[Items from a dataset]
------------------------

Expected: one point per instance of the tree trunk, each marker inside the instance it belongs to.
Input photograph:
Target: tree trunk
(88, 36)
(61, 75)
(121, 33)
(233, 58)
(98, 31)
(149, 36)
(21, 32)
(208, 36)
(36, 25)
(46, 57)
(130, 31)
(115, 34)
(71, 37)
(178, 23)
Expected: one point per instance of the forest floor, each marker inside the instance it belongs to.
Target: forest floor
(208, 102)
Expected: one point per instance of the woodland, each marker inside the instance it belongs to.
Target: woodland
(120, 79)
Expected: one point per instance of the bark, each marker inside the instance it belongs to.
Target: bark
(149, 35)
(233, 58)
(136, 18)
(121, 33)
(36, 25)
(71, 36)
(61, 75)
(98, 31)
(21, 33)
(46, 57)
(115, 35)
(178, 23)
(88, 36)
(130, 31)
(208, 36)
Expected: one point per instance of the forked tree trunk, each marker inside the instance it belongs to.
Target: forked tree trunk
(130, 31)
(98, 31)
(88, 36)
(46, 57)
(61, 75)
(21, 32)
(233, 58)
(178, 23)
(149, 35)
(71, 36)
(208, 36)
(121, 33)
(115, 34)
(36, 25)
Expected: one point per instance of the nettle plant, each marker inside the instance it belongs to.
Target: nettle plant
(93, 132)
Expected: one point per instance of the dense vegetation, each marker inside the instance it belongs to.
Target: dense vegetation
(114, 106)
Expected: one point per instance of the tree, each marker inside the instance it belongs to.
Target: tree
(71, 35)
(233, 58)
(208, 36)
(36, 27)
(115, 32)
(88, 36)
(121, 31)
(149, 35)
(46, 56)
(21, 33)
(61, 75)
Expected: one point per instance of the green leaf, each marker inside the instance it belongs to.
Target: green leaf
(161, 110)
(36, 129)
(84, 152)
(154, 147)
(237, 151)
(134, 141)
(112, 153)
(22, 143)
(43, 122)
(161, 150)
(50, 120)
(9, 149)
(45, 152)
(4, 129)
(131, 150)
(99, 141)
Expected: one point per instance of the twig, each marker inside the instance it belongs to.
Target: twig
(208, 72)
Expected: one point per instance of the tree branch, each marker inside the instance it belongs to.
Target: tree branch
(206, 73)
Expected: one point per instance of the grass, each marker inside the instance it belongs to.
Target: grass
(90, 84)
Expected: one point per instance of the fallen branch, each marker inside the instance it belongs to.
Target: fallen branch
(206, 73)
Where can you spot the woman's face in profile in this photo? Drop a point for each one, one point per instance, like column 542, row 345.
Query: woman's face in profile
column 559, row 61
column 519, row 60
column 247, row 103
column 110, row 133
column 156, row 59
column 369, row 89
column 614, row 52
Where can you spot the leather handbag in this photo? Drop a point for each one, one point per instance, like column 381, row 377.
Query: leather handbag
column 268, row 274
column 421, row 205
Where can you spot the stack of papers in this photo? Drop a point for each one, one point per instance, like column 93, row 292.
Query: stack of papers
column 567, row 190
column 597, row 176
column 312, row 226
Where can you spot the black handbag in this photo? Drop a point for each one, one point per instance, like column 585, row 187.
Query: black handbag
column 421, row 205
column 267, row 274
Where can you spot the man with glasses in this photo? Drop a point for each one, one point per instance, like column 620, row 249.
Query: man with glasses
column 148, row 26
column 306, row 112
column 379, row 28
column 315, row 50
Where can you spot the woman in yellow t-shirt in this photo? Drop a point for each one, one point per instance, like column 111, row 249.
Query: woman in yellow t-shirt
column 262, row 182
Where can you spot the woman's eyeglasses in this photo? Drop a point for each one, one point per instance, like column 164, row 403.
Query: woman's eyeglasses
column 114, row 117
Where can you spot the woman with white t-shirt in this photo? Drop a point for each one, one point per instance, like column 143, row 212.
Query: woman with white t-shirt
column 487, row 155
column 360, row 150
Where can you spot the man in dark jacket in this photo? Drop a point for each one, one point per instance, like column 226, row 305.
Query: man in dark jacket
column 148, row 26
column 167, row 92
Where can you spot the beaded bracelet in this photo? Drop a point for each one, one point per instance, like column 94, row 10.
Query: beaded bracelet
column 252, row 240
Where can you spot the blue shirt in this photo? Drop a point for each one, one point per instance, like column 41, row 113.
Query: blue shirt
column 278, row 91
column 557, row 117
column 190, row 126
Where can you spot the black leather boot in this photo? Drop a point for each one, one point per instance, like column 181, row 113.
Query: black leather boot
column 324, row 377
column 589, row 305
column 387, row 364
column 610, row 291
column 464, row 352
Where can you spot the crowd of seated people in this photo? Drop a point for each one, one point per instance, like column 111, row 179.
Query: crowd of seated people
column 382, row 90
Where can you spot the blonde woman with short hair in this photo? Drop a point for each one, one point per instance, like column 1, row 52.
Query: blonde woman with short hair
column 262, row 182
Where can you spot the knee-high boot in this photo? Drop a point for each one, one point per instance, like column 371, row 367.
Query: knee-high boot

------------------------

■ **TASK DIRECTIONS**
Restate every line of the data above exactly as it was written.

■ **TASK ANSWER**
Expected: one point per instance of the tree trunk, each marker inside the instance it belongs to.
Input photograph:
Target: tree trunk
(88, 36)
(61, 75)
(121, 33)
(233, 58)
(98, 31)
(149, 36)
(21, 32)
(208, 36)
(36, 25)
(46, 57)
(130, 31)
(115, 34)
(71, 37)
(178, 23)
Expected: one point per instance of the forest floor, each marker inside the instance it belongs to.
Target: forest floor
(208, 102)
Expected: one point per instance of the woodland, each marker inside the instance it belongs to.
Target: woodland
(120, 79)
Expected: one point per instance of the bark, each marker inside the instance it belongs to.
Target: bark
(149, 35)
(233, 58)
(136, 18)
(121, 33)
(36, 25)
(71, 36)
(61, 75)
(98, 31)
(21, 33)
(46, 57)
(115, 35)
(178, 23)
(88, 36)
(130, 31)
(208, 36)
Expected: one point per instance of the forked tree trunk, each marker inside the instance it belongs to.
Target: forked tree trunk
(130, 31)
(98, 31)
(88, 36)
(46, 57)
(61, 75)
(21, 32)
(233, 58)
(178, 23)
(149, 35)
(71, 36)
(208, 36)
(121, 33)
(115, 34)
(36, 25)
Expected: one point per instance of the nettle plant, each marker inside the instance it belongs to.
Target: nettle plant
(93, 132)
Expected: one point per instance of the dense vegetation, each marker inside the instance it belongs to.
Target: dense vegetation
(114, 106)
Expected: one point per instance of the tree, each marker inside the instance it belongs to.
Target: tree
(71, 35)
(233, 58)
(208, 36)
(36, 27)
(115, 32)
(88, 36)
(121, 31)
(149, 35)
(46, 56)
(21, 33)
(61, 75)
Expected: one point per instance of the green leaf, each marker inside the instance it belongs to.
Target: green leaf
(161, 110)
(36, 129)
(84, 152)
(154, 147)
(237, 151)
(134, 141)
(112, 153)
(22, 143)
(43, 122)
(161, 150)
(50, 120)
(9, 149)
(45, 152)
(4, 129)
(131, 150)
(99, 141)
Expected: one point per instance of the twig, each marker inside the instance it belongs to.
Target: twig
(208, 72)
Expected: one point per instance of the tree branch, each marker inside the instance it belongs to.
Target: tree branch
(206, 73)
Expected: one point per instance of the grass, each marker inside the instance it belongs to.
Target: grass
(90, 84)
Expected: one point per instance of the fallen branch, each marker inside the instance it belongs to.
Target: fallen branch
(206, 73)
Where can you spot the woman's face in profile in this photo? Drop a point for each one, one point per instance, like column 542, row 345.
Query: woman's face in profile
column 559, row 61
column 519, row 60
column 247, row 103
column 110, row 133
column 156, row 59
column 369, row 89
column 614, row 52
Where can you spot the leather handbag in this photo? Drop a point for each one, one point per instance, like column 381, row 377.
Query: leather handbag
column 268, row 274
column 421, row 205
Where can you spot the stack of papers in this photo? Drop a point for each one, one point per instance, like column 93, row 292.
Query: stack of papers
column 567, row 190
column 597, row 176
column 312, row 226
Where can you spot the black handbag in this photo? Drop a point for each one, one point per instance, like column 585, row 187.
Query: black handbag
column 421, row 205
column 267, row 274
Where can you spot the man with glasses in this photo? Drop a point for each one, one point per instance, like column 620, row 249.
Query: man with glasses
column 148, row 26
column 306, row 112
column 379, row 28
column 315, row 50
Where can you spot the woman in yellow t-shirt in this photo? Drop a point for each one, one point per instance, like column 111, row 249.
Query: woman in yellow t-shirt
column 262, row 182
Where can you spot the woman's eyeglasses in this photo? Drop a point for each one, one point per instance, like column 164, row 403.
Query: woman's eyeglasses
column 114, row 117
Where can you spot the woman with white t-shirt in this photo? Drop a point for each one, one point per instance, like column 143, row 212.
Query: woman with white t-shirt
column 487, row 155
column 360, row 150
Where can you spot the man in dark jacket in this photo? Drop a point for each one, one point per instance, like column 226, row 305.
Query: man in dark jacket
column 148, row 26
column 167, row 92
Where can you spot the beaded bracelet in this photo? Drop a point for each one, one point per instance, like column 94, row 10.
Query: beaded bracelet
column 252, row 240
Where can you spot the blue shirt in this photo? Drop a point for each one, one point per instance, like column 41, row 113.
Query: blue shirt
column 278, row 91
column 557, row 117
column 190, row 126
Where can you spot the black leather boot in this photo? Drop a point for each one, one point per instance, like column 181, row 113.
Query: black leather boot
column 324, row 377
column 589, row 305
column 387, row 364
column 610, row 291
column 464, row 352
Where can you spot the crowd of seated people in this photo? Drop a point for each one, one point per instance, like column 111, row 179.
Query: crowd of seated people
column 382, row 90
Where can you spot the blonde woman with short hair in this photo? Drop a point for each one, one point per instance, like column 1, row 52.
Query: blonde woman with short hair
column 262, row 182
Where can you spot the knee-high boot in this photo? Drop a point for each one, one point per instance, like column 371, row 367.
Query: knee-high boot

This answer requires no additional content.